▸ **EXERCISE BRIEF**
Collect every line in the entries below that contains the word "tractor", and copy each one in full. Case counts, so only lines with that exact capitalization qualify.

▸ **DATASET**
--- begin ---
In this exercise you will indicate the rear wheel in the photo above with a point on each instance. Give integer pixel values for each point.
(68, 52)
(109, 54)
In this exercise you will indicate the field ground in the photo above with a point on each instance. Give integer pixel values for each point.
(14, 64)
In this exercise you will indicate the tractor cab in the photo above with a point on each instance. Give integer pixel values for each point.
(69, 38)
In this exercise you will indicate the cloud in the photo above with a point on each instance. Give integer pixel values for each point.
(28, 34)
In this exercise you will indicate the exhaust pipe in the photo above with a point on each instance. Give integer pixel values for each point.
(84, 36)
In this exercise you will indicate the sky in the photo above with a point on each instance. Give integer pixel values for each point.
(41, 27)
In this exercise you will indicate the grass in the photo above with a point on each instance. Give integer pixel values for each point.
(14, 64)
--- end ---
--- begin ---
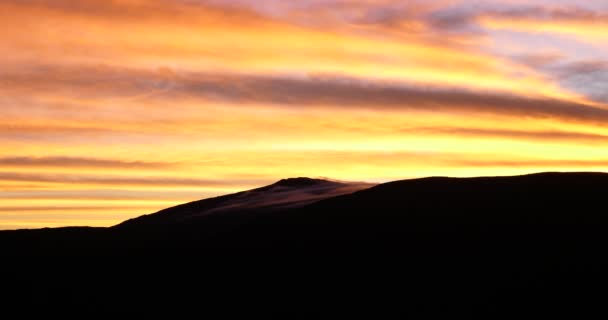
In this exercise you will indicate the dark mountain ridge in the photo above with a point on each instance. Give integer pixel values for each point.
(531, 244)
--- end ---
--- begin ---
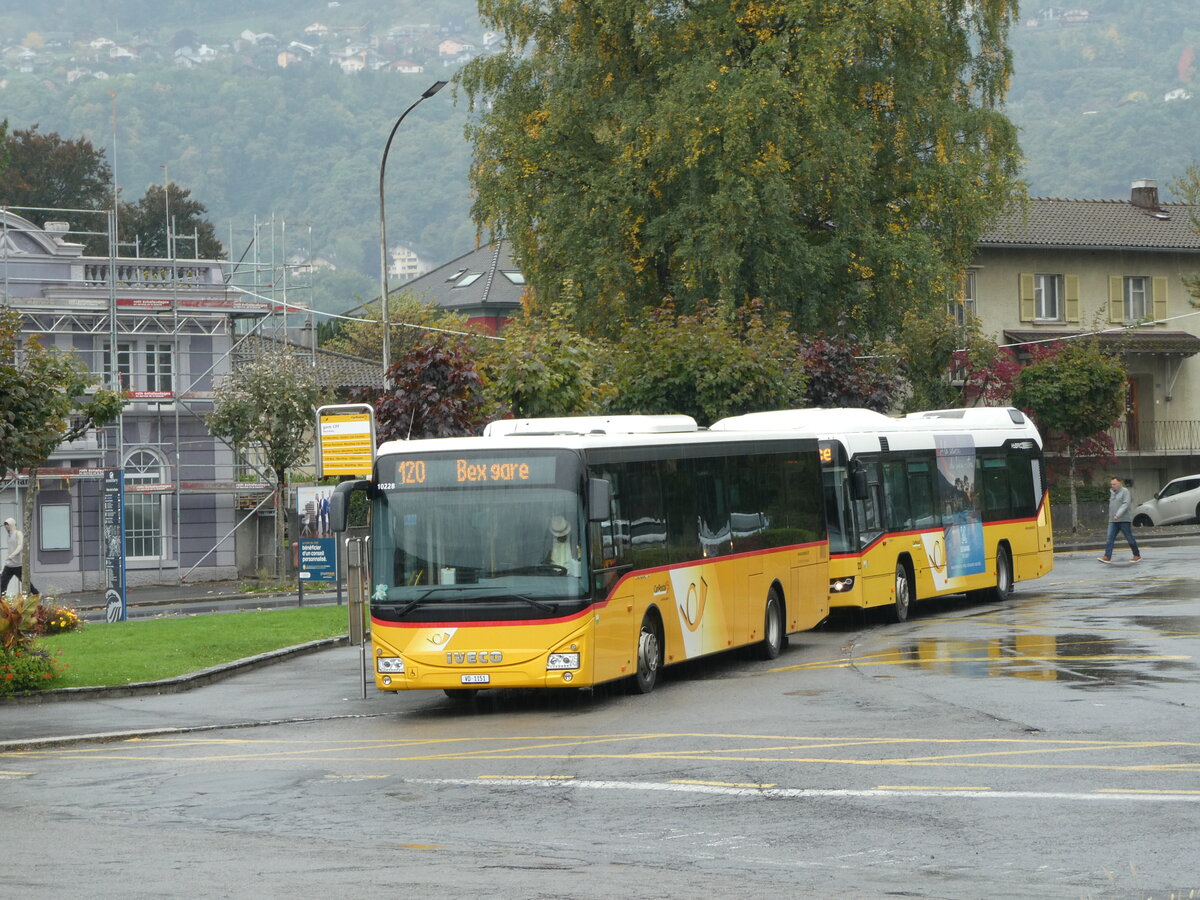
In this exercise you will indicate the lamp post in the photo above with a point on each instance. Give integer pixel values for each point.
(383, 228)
--- end ---
▸ **OUTPUT OF THE TASK**
In this exercise you will indicate the tractor cab in the photo above with a point on each instance. Give integer pixel values for each point.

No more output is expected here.